━━━ Provided information

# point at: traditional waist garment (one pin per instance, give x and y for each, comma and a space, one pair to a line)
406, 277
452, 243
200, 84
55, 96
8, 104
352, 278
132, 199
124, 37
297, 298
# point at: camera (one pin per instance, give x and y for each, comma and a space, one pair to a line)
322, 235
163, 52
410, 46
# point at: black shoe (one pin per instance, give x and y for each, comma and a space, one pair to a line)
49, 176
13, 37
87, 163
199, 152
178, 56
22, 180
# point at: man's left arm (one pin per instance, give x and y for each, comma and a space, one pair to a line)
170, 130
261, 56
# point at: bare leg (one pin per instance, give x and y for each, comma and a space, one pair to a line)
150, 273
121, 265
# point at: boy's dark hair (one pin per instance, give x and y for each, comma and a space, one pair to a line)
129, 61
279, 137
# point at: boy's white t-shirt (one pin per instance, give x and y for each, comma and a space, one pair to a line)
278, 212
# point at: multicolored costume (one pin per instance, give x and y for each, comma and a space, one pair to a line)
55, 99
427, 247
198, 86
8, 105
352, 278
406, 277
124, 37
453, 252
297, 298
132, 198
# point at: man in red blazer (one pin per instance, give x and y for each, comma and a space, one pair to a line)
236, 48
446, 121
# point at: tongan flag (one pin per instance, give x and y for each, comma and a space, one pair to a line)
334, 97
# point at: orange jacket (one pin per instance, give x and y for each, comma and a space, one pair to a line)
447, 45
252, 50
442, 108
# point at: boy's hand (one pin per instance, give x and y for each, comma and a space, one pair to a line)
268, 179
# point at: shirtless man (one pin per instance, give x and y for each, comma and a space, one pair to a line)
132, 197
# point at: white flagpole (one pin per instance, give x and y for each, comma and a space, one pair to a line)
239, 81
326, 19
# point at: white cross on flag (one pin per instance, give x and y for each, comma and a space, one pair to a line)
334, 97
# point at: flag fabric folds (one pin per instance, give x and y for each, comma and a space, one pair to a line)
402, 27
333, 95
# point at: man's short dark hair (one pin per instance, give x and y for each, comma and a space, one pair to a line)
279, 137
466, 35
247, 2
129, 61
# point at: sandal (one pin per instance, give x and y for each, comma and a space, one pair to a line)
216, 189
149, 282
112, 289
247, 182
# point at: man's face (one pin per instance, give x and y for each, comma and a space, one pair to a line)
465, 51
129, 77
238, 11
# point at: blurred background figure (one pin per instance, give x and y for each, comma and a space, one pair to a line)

━━━━━━

**Work to complete**
Which lines run from the one containing "# point at: orange" to the end of the entries above? Quote exactly those, and only those.

**Final answer**
# point at: orange jacket (one pin per instance, give x and y for each, comma and a space, one pair to a line)
447, 45
252, 50
442, 108
# point at: boy's hand (one pin per instance, give x and y for each, comma and a space, one pair to a line)
268, 179
# point at: shirtless man (one pin per instance, give x and y for each, comma and a space, one pair to a line)
132, 197
# point at: white flagpole (one pin per instance, give x and y for each, comma and a space, one pair to a line)
239, 81
326, 19
# point at: white cross on flag (one pin per instance, give x and y for each, comma and a space, one pair to a line)
334, 97
# point at: flag fabric folds (one pin per instance, give x and y for each, comma and a space, one pair to a line)
402, 27
333, 95
# point at: man's short dark hair (one pin per instance, give x and y for each, comma and a space, one pair to a line)
279, 137
466, 35
247, 2
129, 61
# point at: sandal (one pin per instance, give x and y for each, comma and a space, one pair to a line)
216, 189
149, 282
112, 289
247, 182
# point at: man's face (one pin per instance, give x and y for each, comma and a space, one pair to a line)
465, 51
129, 77
238, 11
# point at: blurred background figure (one pin per instance, give x and y for each, comma and a space, one pair to a line)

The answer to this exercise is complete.